**EXTRAIT DU TEXTE**:
>>>
Cyril Brosset
Starlink fait bouger les lignes
Et si Starlink permettait enfin aux habitants des zones blanches d’accéder à Internet très haut débit ? La firme américaine a beau révolutionner le marché, le déploiement de son offre n’en demeure pas moins problématique.
Afficher des pages web en un claquement de doigts, regarder des vidéos, télécharger rapidement des documents et même jouer en ligne, que l’on habite en pleine campagne, sur une montagne ou une île isolée. Telle est la promesse de Starlink, le service d’accès au réseau internet par satellite lancé, en 2021, aux États-Unis par le milliardaire américain Elon Musk et disponible en France depuis quelques mois.
Connecter les usagers à Internet via l’espace, l’idée n’est pas nouvelle. Des offres destinées au grand public existent depuis les années 1990. Hélas, jusque-là, nombre de clients du leader français Nordnet, de Numerisat et consorts se plaignaient de débits aléatoires, de coupures de connexion fréquentes et d’enveloppes mensuelles de data les obligeant à faire attention à leurs usages, sous peine d’attendre le mois suivant pour surfer.
<<<
**JEU DE DONNÉES**:
>>>
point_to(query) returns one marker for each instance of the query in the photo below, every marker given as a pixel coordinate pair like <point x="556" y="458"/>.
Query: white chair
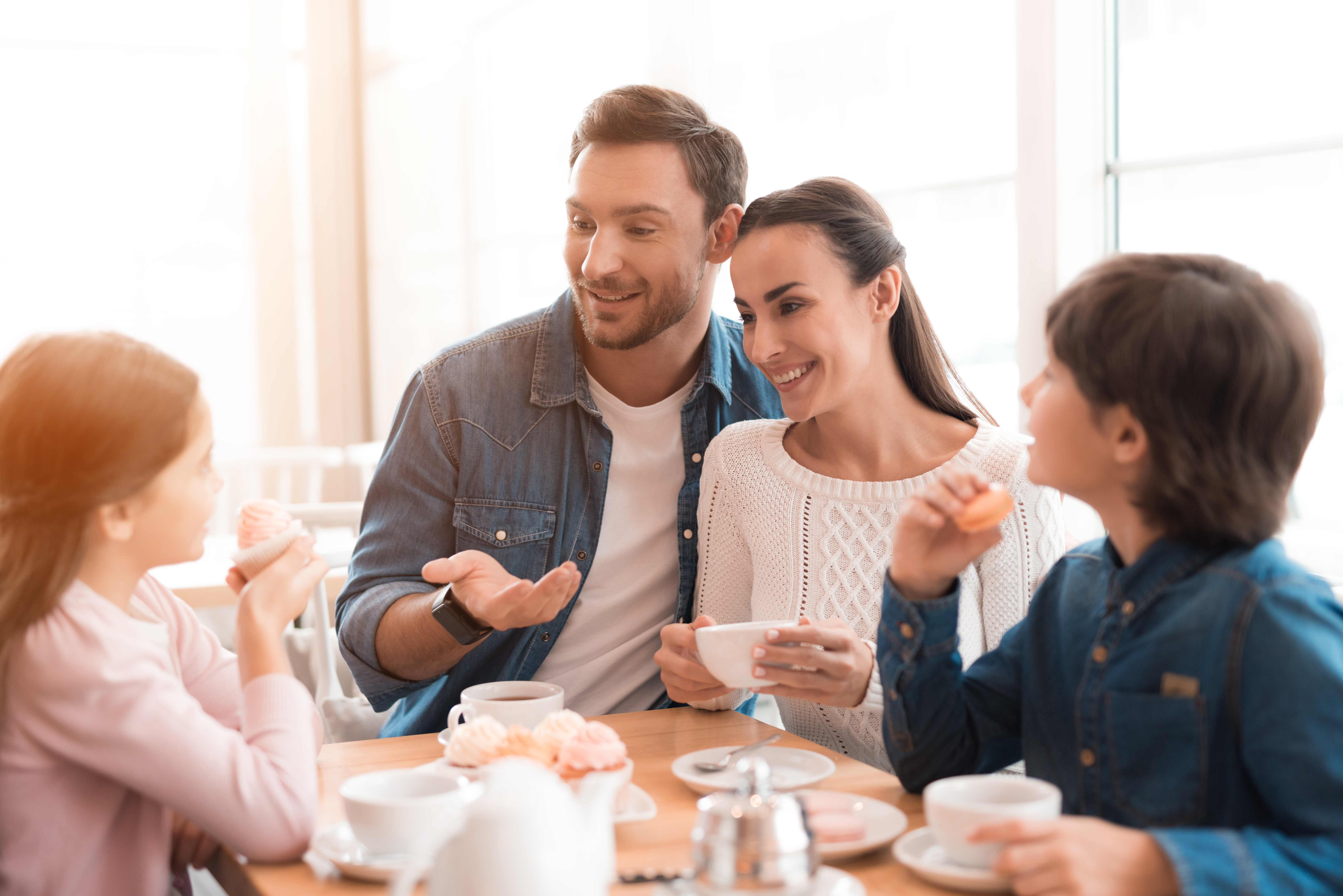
<<<
**EXERCICES PRATIQUES**:
**a)** Recopiez mot pour mot le passage de l'article sur Starlink qui commence à « Afficher des pages » et va jusqu'à « depuis quelques mois. » inclus.
**b)** Dans l'article sur Starlink, relevez tous les problèmes dont se plaignaient les clients de Nordnet, de Numerisat et consorts.

**RÉPONSES DÉTAILLÉES**:
**a)**
Afficher des pages web en un claquement de doigts, regarder des vidéos, télécharger rapidement des documents et même jouer en ligne, que l’on habite en pleine campagne, sur une montagne ou une île isolée. Telle est la promesse de Starlink, le service d’accès au réseau internet par satellite lancé, en 2021, aux États-Unis par le milliardaire américain Elon Musk et disponible en France depuis quelques mois.

**b)**
- des débits aléatoires
- des coupures de connexion fréquentes
- des enveloppes mensuelles de data les obligeant à faire attention à leurs usages